:: WORK ORDER ::
Reproduce every entry exactly as given.

:: SUPPLIED DATA ::

------------------------------------

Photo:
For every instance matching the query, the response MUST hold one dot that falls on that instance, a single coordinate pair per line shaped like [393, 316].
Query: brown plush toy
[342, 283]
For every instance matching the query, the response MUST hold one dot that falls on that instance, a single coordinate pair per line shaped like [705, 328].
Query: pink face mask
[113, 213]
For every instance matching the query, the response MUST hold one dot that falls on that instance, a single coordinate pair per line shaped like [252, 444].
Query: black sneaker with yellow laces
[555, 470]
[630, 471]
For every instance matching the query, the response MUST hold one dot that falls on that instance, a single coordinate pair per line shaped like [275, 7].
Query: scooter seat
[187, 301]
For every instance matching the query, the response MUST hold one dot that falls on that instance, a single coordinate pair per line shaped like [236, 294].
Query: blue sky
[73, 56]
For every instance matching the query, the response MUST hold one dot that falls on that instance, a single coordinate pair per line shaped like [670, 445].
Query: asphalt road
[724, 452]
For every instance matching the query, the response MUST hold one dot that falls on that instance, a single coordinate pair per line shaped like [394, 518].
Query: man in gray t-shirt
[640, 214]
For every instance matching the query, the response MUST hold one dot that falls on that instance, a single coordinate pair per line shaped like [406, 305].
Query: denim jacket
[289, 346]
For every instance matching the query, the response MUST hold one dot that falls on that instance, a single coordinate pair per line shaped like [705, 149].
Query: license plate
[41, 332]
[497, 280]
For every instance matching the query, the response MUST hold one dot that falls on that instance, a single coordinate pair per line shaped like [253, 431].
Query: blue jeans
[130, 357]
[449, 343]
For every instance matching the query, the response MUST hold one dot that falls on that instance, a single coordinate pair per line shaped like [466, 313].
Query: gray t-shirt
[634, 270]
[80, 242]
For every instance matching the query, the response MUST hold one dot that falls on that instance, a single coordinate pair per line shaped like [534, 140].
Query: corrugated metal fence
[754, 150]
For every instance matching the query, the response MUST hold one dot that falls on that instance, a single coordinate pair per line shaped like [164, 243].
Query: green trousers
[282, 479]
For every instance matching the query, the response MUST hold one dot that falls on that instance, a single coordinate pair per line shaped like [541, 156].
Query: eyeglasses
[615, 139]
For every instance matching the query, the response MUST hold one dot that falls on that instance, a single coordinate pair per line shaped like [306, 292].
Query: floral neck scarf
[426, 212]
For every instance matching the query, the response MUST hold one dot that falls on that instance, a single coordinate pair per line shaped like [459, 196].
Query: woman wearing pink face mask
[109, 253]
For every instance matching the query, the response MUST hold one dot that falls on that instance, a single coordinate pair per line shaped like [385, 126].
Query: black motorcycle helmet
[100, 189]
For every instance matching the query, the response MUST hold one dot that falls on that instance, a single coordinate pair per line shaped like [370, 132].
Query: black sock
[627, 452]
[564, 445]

------------------------------------

:: RESULT OF THE TASK ::
Photo:
For every instance matching the query, the response MUST hold one dot that falls on that instance, a single coordinate pair per line shaped like [393, 316].
Query: brown plush toy
[342, 283]
For every instance matching the query, the response MUST hold one dot that falls on that instance, a single coordinate pair per line shaped like [705, 328].
Query: pink face mask
[113, 213]
For every instance matching the query, the response MUST hold one dot that falls on that instance, a single coordinate pair per line shaped like [252, 444].
Query: black sneaker with yellow laces
[555, 470]
[630, 471]
For every instance matching the query, the response MUST hold one dot that falls on that instance, a single coordinate pair per line shaped like [275, 7].
Query: scooter seat
[187, 301]
For every instance matching the query, the response MUST hold one dot that falls on that instance, a single coordinate pair per line shaped like [236, 294].
Query: blue sky
[73, 56]
For every instance matching the query, the response MUST hold one dot that falls on that instance, a single coordinate pair per line shaped like [670, 445].
Query: asphalt road
[724, 452]
For every instance matching the query, the response MUST hold one dot that falls on that instance, a single coordinate pair per line shaped like [394, 518].
Query: man in gray t-shirt
[640, 214]
For every instance matching the query, the response MUST hold one dot that falls on that instance, a single coordinate pair per line shaped like [406, 305].
Query: denim jacket
[289, 346]
For every instance matching the query, the response MUST hold one dot that falls on that instance, a single coordinate pair per line shaped like [705, 149].
Query: license plate
[41, 332]
[497, 280]
For every instance matching the query, the response MUST hold one dot that falls on that instance, a single coordinate pair per line shaped like [253, 431].
Query: blue jeans
[130, 357]
[449, 343]
For every instance matching the query, the response MUST hold one dot that falls on that instance, a single coordinate pair per line shaped like [466, 313].
Query: gray t-shirt
[634, 270]
[80, 242]
For every instance matching the query, the response MUST hold one dot that falls on that instance, a single coordinate pair per line shaped like [534, 140].
Query: corrugated metal fence
[754, 150]
For every instance matching the query, the response MUST hold one dot that falls on that instance, a single coordinate pair per line shaped like [164, 243].
Query: green trousers
[282, 479]
For every instance matching the query, the response MUST hold one dot that falls on that instance, a single coordinate pair per line shaped like [541, 156].
Query: eyeglasses
[615, 139]
For every instance matching the query, the response MUST hold one dot that falls on that instance, a single coordinate pair per line shaped like [306, 292].
Query: floral neck scarf
[426, 212]
For every instance matching the query, the response MUST hold one dot that falls on that instance, a single coordinate pair per line shaped like [459, 196].
Query: woman wearing pink face mask
[109, 253]
For every instance matching the query, the response MUST hold one dot that falls on that instance, a single coordinate pair per line shaped like [385, 126].
Query: black motorcycle helmet
[100, 189]
For every instance matching the query, the response MUST hold one dot that falls on that instance, a single coordinate pair per line shaped like [370, 132].
Query: black sock
[627, 452]
[564, 445]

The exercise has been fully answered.